▶ **Work to complete**
Can you edit the lines running from the line with "mark: glass storefront" through the end of the records so that "Returns" becomes "Output", then give those lines back with nothing else changed?

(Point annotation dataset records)
══════════

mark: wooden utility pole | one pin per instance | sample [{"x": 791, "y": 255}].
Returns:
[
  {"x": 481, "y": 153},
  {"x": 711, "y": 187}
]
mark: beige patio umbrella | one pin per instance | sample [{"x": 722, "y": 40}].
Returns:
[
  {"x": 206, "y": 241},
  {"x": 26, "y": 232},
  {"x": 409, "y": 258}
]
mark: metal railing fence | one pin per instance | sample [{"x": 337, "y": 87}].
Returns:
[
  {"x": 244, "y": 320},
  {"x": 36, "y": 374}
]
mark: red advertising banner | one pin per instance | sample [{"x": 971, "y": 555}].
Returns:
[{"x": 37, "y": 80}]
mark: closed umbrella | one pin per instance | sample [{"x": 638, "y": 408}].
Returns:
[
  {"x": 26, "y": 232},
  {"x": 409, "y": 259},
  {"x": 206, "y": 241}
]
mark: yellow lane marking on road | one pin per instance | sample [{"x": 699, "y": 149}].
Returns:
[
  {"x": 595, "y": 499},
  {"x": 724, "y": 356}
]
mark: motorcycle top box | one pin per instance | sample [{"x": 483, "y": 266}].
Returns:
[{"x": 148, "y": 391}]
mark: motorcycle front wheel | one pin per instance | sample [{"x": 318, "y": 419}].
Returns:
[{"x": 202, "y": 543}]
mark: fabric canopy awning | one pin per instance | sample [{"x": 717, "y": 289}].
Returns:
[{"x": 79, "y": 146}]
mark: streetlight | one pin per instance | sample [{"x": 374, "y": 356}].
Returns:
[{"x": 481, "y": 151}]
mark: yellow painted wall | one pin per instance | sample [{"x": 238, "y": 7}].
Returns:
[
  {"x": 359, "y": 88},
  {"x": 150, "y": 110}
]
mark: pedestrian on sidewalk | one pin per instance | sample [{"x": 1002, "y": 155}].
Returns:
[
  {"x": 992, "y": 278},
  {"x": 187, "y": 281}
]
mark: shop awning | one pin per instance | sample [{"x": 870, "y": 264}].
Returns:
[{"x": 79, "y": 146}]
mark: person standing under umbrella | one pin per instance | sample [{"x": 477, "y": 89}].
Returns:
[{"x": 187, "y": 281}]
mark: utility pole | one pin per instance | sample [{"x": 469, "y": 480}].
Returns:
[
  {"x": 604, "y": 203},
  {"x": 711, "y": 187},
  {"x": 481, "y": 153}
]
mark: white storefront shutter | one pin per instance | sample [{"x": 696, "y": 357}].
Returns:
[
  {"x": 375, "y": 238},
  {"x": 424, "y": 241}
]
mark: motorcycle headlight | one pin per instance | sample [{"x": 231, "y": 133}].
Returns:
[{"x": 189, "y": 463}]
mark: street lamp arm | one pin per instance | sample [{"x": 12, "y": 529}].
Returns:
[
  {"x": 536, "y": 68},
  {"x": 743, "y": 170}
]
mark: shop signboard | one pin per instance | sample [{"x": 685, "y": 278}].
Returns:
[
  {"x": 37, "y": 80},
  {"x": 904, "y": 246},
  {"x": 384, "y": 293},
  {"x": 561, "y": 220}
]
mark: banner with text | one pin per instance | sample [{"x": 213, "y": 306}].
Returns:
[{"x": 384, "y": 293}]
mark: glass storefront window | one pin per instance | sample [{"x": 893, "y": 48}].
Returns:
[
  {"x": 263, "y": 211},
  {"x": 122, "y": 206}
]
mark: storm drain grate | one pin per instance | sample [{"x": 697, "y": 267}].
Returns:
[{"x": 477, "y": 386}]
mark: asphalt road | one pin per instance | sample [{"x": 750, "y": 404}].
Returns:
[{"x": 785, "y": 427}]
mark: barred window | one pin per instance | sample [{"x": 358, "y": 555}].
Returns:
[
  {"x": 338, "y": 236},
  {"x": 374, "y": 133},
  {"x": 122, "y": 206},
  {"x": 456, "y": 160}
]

══════════

▶ **Task response**
mark: glass storefront window | one pin per instance | sample [{"x": 893, "y": 48}].
Output:
[
  {"x": 263, "y": 211},
  {"x": 122, "y": 206}
]
mark: storm drain grate | one pin per instance | sample [{"x": 697, "y": 267}].
Output:
[{"x": 477, "y": 386}]
mark: asphalt road | one pin per instance | sample [{"x": 750, "y": 404}].
Output:
[{"x": 785, "y": 427}]
mark: barred window | one pin per instance | sample [{"x": 358, "y": 555}].
Output:
[
  {"x": 338, "y": 236},
  {"x": 374, "y": 133},
  {"x": 122, "y": 206},
  {"x": 456, "y": 160}
]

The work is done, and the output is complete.